Requirement – Reproduce verbatim every line from the one that includes "out the cheek" to the closing line of the entries; omit everything before it.

------ Given data ------

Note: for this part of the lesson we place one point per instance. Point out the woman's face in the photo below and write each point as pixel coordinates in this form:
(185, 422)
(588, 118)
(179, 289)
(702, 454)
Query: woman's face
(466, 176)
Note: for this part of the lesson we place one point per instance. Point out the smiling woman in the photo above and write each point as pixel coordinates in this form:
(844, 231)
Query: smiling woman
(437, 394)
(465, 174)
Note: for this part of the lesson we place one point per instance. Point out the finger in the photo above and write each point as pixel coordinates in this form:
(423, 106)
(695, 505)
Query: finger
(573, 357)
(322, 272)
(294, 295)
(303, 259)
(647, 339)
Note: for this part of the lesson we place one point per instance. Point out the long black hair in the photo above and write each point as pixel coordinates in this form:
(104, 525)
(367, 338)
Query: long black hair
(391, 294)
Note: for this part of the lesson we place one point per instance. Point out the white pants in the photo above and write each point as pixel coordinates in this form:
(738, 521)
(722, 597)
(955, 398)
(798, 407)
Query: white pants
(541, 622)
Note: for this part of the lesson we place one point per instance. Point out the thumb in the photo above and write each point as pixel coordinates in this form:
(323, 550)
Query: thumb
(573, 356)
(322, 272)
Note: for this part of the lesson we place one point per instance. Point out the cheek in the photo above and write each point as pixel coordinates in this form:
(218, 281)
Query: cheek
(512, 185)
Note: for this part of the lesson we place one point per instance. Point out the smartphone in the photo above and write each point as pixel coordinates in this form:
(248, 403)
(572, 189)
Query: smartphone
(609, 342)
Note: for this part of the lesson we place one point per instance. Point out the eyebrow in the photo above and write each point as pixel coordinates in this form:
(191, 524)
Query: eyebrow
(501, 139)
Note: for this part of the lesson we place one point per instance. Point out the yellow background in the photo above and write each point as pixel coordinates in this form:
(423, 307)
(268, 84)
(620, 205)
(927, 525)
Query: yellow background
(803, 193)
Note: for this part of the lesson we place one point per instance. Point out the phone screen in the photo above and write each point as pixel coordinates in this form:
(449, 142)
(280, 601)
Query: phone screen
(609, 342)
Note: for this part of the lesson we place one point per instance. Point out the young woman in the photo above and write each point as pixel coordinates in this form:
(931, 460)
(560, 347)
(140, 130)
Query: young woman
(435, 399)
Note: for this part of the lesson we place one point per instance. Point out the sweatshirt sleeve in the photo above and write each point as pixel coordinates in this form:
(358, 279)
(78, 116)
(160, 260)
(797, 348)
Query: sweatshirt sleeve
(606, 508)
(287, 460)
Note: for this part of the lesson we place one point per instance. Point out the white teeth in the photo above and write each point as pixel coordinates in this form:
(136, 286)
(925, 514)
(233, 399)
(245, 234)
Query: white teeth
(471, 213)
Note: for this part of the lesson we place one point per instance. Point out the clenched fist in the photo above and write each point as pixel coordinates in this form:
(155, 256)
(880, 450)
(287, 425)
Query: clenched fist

------

Response below –
Note: for this part of the lesson we place one point per instance. Point out the cheek in the photo above and write each point as pixel coordinates in this form:
(218, 281)
Query: cheek
(512, 185)
Note: for this part of the lesson we place one point per instance. Point out the smartphone in the photo above and write each point as pixel coordinates in this form:
(248, 403)
(572, 189)
Query: smartphone
(609, 342)
Note: for this part of the lesson we place one point per instance. Point out the eyebrow in the photo above and write each point as pixel coordinates in this form:
(191, 524)
Query: eyebrow
(501, 139)
Note: for this part of the lesson we place one point per instance. Point out the yellow background in the photo above and write each point as pixel coordinates in this form:
(423, 307)
(268, 84)
(620, 205)
(927, 525)
Query: yellow background
(803, 193)
Note: for this part of the lesson we place one point per instance. Point out the phone screen in the photo above and write each point as pixel coordinates in this form:
(449, 142)
(280, 601)
Query: phone screen
(609, 342)
Note: for this part of the lesson we place one point per instance. Point out the young woman in the photo above and write each point as pixel coordinates in this form:
(931, 460)
(560, 347)
(140, 130)
Query: young woman
(435, 399)
Note: for this part of the lesson we place one point per instance. Point out the sweatshirt sleeve in the photo above and write each point as pixel coordinates in this form:
(358, 279)
(78, 116)
(160, 260)
(797, 348)
Query: sweatshirt sleeve
(606, 508)
(287, 460)
Note: for this part of the lesson we place one point per instance. Point out the white teeth in the photo above and write each point as pixel coordinates in this form:
(136, 286)
(925, 514)
(233, 399)
(245, 234)
Query: white teeth
(471, 213)
Note: for this part of the lesson we place one point per instance. Point out the clenched fist in the photo above and write each point as pixel coordinates in this form:
(155, 256)
(880, 450)
(287, 425)
Query: clenched fist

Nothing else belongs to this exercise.